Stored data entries
++++++++++

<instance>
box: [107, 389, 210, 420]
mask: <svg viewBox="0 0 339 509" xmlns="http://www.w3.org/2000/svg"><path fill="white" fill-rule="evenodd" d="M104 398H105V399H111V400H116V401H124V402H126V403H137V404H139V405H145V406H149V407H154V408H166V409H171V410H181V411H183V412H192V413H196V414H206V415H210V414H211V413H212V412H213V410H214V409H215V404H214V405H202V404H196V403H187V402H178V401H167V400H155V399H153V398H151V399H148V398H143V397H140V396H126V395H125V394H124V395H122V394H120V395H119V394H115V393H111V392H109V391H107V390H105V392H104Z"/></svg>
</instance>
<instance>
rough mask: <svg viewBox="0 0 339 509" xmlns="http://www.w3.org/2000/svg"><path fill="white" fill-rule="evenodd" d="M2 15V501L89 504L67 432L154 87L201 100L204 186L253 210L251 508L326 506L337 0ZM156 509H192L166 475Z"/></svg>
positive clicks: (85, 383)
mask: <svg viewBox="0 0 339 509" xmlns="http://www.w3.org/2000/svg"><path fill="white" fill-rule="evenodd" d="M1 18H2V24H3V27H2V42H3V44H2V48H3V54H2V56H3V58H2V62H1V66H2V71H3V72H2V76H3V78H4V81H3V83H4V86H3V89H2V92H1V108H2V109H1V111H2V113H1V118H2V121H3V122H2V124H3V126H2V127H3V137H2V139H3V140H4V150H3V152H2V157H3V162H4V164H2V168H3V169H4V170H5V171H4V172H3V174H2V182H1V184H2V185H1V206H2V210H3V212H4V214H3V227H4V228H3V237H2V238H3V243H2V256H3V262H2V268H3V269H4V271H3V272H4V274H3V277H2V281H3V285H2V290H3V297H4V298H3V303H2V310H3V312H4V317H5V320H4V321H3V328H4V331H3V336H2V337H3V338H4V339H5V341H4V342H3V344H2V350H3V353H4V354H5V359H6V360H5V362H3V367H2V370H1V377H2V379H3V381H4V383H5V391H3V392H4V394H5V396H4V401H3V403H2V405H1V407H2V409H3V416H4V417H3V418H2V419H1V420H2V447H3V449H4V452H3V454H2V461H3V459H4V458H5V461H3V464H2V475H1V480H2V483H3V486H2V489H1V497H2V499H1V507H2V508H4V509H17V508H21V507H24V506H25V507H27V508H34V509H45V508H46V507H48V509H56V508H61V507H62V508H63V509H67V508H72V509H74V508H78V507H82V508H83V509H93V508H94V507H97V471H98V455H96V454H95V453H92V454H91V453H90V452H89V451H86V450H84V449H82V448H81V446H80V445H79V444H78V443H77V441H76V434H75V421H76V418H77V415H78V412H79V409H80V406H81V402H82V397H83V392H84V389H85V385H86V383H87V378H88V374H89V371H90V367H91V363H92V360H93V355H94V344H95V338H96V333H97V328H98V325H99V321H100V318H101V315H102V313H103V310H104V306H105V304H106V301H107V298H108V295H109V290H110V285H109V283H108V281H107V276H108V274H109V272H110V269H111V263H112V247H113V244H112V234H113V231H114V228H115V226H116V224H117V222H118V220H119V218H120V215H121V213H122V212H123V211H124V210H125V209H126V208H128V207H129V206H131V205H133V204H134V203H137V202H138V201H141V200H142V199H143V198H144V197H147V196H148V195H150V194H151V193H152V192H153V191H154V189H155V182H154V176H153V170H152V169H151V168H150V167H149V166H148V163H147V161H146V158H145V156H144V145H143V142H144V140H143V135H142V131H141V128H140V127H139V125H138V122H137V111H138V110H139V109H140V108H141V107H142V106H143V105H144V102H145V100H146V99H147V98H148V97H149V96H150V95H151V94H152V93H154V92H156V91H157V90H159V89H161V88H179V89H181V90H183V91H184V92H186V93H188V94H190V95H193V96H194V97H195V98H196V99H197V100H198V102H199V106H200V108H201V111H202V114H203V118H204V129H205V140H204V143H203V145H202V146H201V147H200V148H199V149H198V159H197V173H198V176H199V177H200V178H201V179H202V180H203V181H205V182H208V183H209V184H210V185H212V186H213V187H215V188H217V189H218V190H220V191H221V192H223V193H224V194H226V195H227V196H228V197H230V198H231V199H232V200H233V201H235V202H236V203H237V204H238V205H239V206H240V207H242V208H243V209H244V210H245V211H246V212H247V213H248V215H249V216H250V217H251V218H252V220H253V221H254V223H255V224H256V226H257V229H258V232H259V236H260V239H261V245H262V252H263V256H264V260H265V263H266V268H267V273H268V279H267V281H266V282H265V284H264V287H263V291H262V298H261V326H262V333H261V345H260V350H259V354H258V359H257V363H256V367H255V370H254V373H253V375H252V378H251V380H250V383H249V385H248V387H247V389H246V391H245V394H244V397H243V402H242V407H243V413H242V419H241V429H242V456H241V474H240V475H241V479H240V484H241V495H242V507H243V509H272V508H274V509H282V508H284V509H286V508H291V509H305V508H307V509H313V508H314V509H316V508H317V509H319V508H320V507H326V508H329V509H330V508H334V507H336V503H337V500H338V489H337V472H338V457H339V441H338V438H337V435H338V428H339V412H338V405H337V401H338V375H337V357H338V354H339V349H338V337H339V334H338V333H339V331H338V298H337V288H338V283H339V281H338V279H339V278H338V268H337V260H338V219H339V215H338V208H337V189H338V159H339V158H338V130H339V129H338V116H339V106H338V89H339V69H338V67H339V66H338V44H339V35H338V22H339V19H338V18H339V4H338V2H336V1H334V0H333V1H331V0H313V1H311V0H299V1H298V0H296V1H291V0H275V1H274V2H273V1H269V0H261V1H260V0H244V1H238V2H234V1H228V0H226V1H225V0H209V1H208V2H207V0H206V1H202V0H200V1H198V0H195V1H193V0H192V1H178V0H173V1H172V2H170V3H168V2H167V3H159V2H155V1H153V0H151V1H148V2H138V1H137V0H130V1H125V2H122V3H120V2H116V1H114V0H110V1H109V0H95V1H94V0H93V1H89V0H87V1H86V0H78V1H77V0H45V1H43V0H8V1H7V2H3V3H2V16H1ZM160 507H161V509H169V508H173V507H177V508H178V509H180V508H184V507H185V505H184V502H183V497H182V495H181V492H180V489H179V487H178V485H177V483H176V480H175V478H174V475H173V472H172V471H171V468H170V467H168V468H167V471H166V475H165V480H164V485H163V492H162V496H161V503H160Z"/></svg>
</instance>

++++++++++

TASK OBJECTIVE
Line by line, copy the data above exactly as it reads.

SOLUTION TO THIS EXERCISE
<instance>
box: [107, 389, 210, 420]
mask: <svg viewBox="0 0 339 509" xmlns="http://www.w3.org/2000/svg"><path fill="white" fill-rule="evenodd" d="M104 398H105V399H111V400H116V401H124V402H126V403H137V404H139V405H145V406H149V407H154V408H166V409H171V410H181V411H183V412H192V413H196V414H206V415H210V414H211V413H212V412H213V410H214V409H215V404H214V405H202V404H196V403H187V402H178V401H167V400H155V399H153V398H151V399H148V398H143V397H140V396H126V395H125V394H124V395H122V394H120V395H119V394H115V393H111V392H109V391H107V390H105V392H104Z"/></svg>
</instance>
<instance>
rough mask: <svg viewBox="0 0 339 509" xmlns="http://www.w3.org/2000/svg"><path fill="white" fill-rule="evenodd" d="M2 15V501L89 504L67 432L154 87L201 100L204 186L253 210L251 508L326 506L337 0ZM156 509H192L166 475Z"/></svg>
positive clicks: (85, 383)
mask: <svg viewBox="0 0 339 509" xmlns="http://www.w3.org/2000/svg"><path fill="white" fill-rule="evenodd" d="M1 18H2V24H3V27H2V42H3V44H2V48H3V54H2V56H3V58H2V62H1V66H2V71H3V72H2V76H3V78H4V81H3V83H4V86H3V89H2V92H1V108H2V109H1V111H2V113H1V118H2V121H3V122H2V124H3V126H2V127H3V137H2V139H3V140H4V150H3V152H2V157H3V162H4V164H2V168H3V169H4V170H5V171H4V172H3V174H2V182H1V184H2V185H1V206H2V210H3V212H4V214H3V227H4V228H3V237H2V238H3V243H2V256H3V262H2V268H3V269H4V271H3V272H4V274H3V277H2V281H3V285H2V290H3V297H4V298H3V303H2V310H3V312H4V317H5V320H4V321H3V328H4V331H3V336H2V337H3V338H4V339H5V341H4V342H3V344H2V350H3V353H4V354H5V359H6V360H5V362H3V367H2V370H1V377H2V379H3V381H4V383H5V391H3V392H4V394H5V396H4V401H3V403H2V405H1V407H2V409H3V416H4V417H3V418H2V419H1V420H2V447H3V449H4V452H3V454H2V461H3V459H4V458H5V461H3V464H2V475H1V480H2V483H3V486H2V489H1V497H2V499H1V507H2V508H4V509H17V508H21V507H24V506H25V507H27V508H34V509H45V508H46V507H48V509H56V508H61V507H62V508H63V509H67V508H72V509H74V508H78V507H82V508H83V509H93V508H94V507H97V471H98V455H96V454H95V453H92V454H91V453H90V452H89V451H86V450H84V449H82V448H81V446H80V445H79V444H78V443H77V441H76V434H75V421H76V418H77V415H78V412H79V409H80V406H81V402H82V397H83V392H84V389H85V385H86V383H87V378H88V374H89V371H90V367H91V363H92V360H93V355H94V344H95V338H96V333H97V328H98V325H99V321H100V318H101V315H102V313H103V310H104V306H105V304H106V301H107V298H108V295H109V290H110V285H109V283H108V281H107V276H108V274H109V272H110V269H111V263H112V247H113V244H112V234H113V231H114V228H115V226H116V224H117V222H118V220H119V218H120V215H121V213H122V212H123V211H124V210H125V209H126V208H128V207H129V206H131V205H133V204H134V203H137V202H138V201H141V200H142V199H143V198H144V197H147V196H148V195H150V194H151V193H152V192H153V191H154V189H155V182H154V176H153V170H152V169H151V168H150V167H149V166H148V163H147V161H146V158H145V156H144V145H143V142H144V140H143V135H142V131H141V128H140V127H139V125H138V122H137V111H138V110H139V109H140V108H141V107H142V106H143V105H144V102H145V100H146V99H147V98H148V97H149V96H150V95H151V94H152V93H154V92H156V91H157V90H159V89H161V88H179V89H181V90H183V91H184V92H186V93H188V94H190V95H193V96H194V97H195V98H196V99H197V100H198V102H199V106H200V108H201V111H202V114H203V118H204V129H205V140H204V143H203V145H202V146H201V147H200V148H199V149H198V159H197V173H198V176H199V177H200V178H201V179H202V180H203V181H205V182H208V183H209V184H210V185H212V186H213V187H215V188H217V189H218V190H220V191H221V192H223V193H224V194H226V195H227V196H228V197H230V198H231V199H232V200H233V201H235V202H236V203H237V204H238V205H239V206H240V207H242V208H243V209H244V210H245V211H246V212H247V213H248V215H249V216H250V217H251V218H252V220H253V221H254V223H255V224H256V226H257V229H258V232H259V236H260V239H261V245H262V252H263V256H264V260H265V263H266V268H267V273H268V279H267V281H266V282H265V284H264V287H263V291H262V298H261V326H262V333H261V345H260V350H259V354H258V359H257V363H256V367H255V370H254V373H253V375H252V378H251V380H250V383H249V385H248V387H247V389H246V391H245V394H244V397H243V402H242V407H243V413H242V419H241V429H242V456H241V474H240V475H241V479H240V484H241V495H242V507H243V509H272V508H274V509H282V508H284V509H286V508H291V509H305V508H307V509H313V508H314V509H316V508H317V509H319V508H320V507H326V508H329V509H330V508H334V507H336V503H337V500H338V489H337V472H338V457H339V441H338V438H337V435H338V428H339V412H338V405H337V401H338V375H337V357H338V354H339V349H338V337H339V334H338V333H339V331H338V298H337V288H338V283H339V281H338V279H339V278H338V268H337V260H338V219H339V215H338V208H337V189H338V159H339V158H338V130H339V129H338V116H339V106H338V89H339V69H338V67H339V66H338V44H339V35H338V22H339V19H338V18H339V4H338V2H336V1H334V0H333V1H331V0H313V1H311V0H299V1H298V0H296V1H291V0H275V1H274V2H273V1H269V0H261V1H260V0H244V1H238V2H234V1H228V0H226V1H225V0H209V1H208V2H207V0H206V1H202V0H200V1H198V0H195V1H193V0H192V1H178V0H173V1H172V2H170V3H168V2H167V3H159V2H155V1H153V0H151V1H148V2H138V1H137V0H130V1H125V2H122V3H120V2H116V1H114V0H110V1H109V0H95V1H94V0H93V1H89V0H87V1H86V0H78V1H77V0H45V1H43V0H8V1H7V2H3V3H2V16H1ZM160 507H161V509H169V508H173V507H177V508H178V509H180V508H184V507H185V505H184V502H183V497H182V495H181V492H180V489H179V487H178V485H177V483H176V480H175V478H174V475H173V472H172V471H171V468H170V467H168V468H167V471H166V475H165V480H164V485H163V492H162V496H161V503H160Z"/></svg>
</instance>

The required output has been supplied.